Fragmento para leer:
La voluntad también tiene su verdad, que responde la índole natural de esta
potencia. Si se va contra ese modo de ser y contra su fin propio, aparece el falseamiento
de esta facultad. Ambos falseamientos, el de la inteligencia y el de la
voluntad, no son innatos, sino adquiridos libremente. Con ellos tales potencias
entran en una lamentable pérdida, en una privación de su capacidad; en una
pérdida de su sentido, pues se imposibilitan a cumplir el cometido para el que
están naturalmente diseñadas.
Por otra
parte, todavía cabe en el hombre un mal peor que los que afectan a sus
potencias más altas: aquél que se inserta en el mismo corazón humano, es decir,
el que inhiere en la persona. Y ese es el mal radical humano: el personal.

Consigna:
Escribe cómo sigue el fragmento sobre la voluntad y el mal personal, a partir de su última oración. No hace falta consultar los ítems.

Datos proporcionados:

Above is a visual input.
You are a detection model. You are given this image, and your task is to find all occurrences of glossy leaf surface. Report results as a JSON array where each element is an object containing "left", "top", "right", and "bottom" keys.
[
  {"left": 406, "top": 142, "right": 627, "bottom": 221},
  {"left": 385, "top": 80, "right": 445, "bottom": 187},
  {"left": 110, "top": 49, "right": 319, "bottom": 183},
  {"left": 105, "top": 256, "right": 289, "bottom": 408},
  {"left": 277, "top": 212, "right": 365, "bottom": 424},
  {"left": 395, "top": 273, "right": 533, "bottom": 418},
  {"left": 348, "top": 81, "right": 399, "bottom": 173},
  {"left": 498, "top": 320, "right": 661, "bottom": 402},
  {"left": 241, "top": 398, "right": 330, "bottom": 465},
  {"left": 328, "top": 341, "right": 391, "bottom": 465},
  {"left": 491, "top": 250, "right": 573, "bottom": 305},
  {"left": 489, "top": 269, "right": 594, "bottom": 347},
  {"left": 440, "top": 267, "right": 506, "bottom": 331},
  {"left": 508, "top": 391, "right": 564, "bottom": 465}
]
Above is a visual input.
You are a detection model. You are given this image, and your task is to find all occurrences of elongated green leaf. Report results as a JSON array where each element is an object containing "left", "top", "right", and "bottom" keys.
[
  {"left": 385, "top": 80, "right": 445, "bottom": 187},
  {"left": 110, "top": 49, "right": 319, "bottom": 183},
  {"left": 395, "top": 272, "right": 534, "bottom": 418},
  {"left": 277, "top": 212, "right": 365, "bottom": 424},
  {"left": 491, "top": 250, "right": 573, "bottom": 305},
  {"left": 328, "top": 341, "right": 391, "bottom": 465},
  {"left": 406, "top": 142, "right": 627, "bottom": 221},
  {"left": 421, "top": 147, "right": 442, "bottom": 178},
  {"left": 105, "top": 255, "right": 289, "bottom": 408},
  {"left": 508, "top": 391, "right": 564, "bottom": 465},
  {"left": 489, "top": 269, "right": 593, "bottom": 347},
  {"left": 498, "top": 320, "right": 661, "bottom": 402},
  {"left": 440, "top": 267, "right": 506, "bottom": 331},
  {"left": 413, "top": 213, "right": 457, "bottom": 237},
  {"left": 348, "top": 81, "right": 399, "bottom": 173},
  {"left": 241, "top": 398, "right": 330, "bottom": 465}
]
...
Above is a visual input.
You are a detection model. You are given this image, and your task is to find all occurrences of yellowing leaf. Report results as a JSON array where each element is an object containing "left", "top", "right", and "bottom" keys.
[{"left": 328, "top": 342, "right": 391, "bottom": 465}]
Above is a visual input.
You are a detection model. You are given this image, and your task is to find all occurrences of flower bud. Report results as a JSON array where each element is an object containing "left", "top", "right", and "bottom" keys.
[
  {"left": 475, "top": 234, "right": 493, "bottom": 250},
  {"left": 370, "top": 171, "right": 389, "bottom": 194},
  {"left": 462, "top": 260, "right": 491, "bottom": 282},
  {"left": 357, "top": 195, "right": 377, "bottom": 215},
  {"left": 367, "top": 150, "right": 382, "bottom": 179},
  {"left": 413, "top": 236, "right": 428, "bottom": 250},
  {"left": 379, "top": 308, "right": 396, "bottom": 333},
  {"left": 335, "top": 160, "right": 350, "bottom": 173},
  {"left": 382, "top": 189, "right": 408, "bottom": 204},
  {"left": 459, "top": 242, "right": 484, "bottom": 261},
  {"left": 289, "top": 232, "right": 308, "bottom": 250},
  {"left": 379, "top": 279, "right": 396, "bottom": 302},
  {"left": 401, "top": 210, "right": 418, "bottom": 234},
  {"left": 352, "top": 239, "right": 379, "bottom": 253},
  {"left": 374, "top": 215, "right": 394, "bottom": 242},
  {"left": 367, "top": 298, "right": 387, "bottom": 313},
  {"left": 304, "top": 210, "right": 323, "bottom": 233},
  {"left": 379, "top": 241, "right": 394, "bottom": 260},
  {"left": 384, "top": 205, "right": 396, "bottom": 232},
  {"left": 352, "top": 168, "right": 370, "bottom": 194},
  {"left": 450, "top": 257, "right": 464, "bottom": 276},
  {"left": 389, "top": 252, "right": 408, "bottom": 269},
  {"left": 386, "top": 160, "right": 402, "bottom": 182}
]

Respuesta correcta:
Consiste en no aceptarse como la persona que se es y que se está llamada a ser,
y consecuentemente, en no responder a tal proyecto. Este mal no se hereda, sino
que surge libremente del ser personal. Este defecto se compagina muy bien con
no aceptar a los demás y no responder personalmente a su aceptación. En efecto,
ese mal es correlativo de no aceptar a los demás como quienes son. Uno no es un
invento suyo y, en consecuencia, no debe creer que es como a uno le venga en
gana ser, ni tampoco debe destinarse a ser aquello que le apetezca. Debe, por
tanto, descubrir quién es, y para qué (quién) es. En caso contrario, la persona
pierde sentido personal, y de empeñarse tercamente en esa actitud, acaba al
final despersonalizándose, es decir, agostando definitivamente su sentido personal,
puesto que libremente no quiere asumir quien es.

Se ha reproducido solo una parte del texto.